> **Action item**
Your job is to report every line of the entries that has "white".

(Natural language region descriptions)
= Beginning of Section =

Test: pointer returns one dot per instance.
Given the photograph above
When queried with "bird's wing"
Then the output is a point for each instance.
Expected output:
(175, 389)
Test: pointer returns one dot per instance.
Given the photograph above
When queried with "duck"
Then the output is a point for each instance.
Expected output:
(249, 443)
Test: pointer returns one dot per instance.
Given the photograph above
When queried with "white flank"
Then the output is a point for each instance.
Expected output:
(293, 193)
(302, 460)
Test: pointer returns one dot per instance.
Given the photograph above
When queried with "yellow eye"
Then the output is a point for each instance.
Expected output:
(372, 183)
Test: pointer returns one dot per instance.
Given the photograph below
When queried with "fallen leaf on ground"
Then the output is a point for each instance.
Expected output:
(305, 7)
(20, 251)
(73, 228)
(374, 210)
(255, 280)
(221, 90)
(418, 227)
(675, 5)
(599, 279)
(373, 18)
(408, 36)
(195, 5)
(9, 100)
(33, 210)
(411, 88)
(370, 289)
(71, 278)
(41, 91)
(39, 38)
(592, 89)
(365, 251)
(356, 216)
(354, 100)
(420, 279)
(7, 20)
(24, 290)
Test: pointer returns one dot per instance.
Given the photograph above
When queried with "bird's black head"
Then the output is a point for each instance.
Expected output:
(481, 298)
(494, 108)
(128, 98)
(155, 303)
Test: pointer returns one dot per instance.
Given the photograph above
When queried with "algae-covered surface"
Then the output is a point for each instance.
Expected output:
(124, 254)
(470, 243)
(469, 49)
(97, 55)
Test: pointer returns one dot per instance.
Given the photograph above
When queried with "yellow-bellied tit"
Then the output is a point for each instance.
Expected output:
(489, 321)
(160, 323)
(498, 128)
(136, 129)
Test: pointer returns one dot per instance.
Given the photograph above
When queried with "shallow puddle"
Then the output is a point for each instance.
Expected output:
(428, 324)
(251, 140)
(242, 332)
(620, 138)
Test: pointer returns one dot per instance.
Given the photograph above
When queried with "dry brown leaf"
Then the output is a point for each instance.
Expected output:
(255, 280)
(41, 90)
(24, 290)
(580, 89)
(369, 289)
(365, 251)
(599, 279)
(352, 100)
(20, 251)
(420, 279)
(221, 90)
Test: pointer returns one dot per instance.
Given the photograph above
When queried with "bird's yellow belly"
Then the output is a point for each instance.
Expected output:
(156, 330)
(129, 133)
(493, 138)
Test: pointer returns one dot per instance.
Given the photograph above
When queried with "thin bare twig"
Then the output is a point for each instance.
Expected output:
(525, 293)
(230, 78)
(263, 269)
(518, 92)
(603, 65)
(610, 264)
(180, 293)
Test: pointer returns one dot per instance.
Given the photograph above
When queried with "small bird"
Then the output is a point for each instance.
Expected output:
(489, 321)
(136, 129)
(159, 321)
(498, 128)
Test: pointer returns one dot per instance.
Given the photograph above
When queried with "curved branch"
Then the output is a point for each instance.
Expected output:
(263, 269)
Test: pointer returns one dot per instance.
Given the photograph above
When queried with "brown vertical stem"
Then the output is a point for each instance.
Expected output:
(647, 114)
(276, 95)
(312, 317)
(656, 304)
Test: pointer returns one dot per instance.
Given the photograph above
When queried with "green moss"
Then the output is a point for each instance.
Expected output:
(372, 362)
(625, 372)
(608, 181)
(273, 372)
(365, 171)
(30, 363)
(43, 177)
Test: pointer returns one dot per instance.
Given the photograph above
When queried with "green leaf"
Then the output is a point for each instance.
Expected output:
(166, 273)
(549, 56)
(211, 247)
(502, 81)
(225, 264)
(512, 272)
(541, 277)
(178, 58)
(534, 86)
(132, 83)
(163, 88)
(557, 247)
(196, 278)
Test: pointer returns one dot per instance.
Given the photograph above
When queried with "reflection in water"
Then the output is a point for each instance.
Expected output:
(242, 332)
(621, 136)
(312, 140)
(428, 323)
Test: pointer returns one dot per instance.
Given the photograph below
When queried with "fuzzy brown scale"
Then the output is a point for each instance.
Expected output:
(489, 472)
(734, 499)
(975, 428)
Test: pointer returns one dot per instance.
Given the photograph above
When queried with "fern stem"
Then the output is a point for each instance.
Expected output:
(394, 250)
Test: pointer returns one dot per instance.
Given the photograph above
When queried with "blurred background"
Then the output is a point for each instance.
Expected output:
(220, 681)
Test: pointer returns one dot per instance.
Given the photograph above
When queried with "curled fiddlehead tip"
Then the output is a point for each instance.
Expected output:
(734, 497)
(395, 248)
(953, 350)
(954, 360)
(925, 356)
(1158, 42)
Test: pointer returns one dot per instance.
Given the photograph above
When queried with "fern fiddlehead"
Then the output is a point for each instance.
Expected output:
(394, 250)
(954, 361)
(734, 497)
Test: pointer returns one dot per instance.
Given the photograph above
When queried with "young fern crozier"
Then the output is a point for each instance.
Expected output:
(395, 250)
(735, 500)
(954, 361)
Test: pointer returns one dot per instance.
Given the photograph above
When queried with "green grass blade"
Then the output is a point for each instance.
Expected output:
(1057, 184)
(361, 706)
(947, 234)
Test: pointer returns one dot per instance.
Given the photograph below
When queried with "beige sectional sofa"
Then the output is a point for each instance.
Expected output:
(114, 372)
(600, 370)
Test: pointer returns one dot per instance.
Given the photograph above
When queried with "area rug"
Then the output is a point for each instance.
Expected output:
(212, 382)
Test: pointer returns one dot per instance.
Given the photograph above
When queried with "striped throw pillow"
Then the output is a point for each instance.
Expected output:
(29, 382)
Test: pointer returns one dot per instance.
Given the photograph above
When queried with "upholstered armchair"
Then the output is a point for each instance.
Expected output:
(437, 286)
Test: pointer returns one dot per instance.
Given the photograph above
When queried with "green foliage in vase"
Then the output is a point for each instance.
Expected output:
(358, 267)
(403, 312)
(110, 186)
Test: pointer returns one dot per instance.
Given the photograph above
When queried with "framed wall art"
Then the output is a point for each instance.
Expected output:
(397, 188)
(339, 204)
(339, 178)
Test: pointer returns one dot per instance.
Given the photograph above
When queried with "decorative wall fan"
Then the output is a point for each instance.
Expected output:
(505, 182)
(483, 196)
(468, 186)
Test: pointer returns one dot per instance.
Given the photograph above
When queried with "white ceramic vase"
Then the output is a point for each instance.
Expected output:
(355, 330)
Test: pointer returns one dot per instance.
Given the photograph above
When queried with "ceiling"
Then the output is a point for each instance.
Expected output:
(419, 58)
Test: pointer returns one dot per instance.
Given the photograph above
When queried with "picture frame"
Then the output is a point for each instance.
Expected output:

= End of Section =

> **Response area**
When queried with "white flank"
When queried with "white ceramic vase"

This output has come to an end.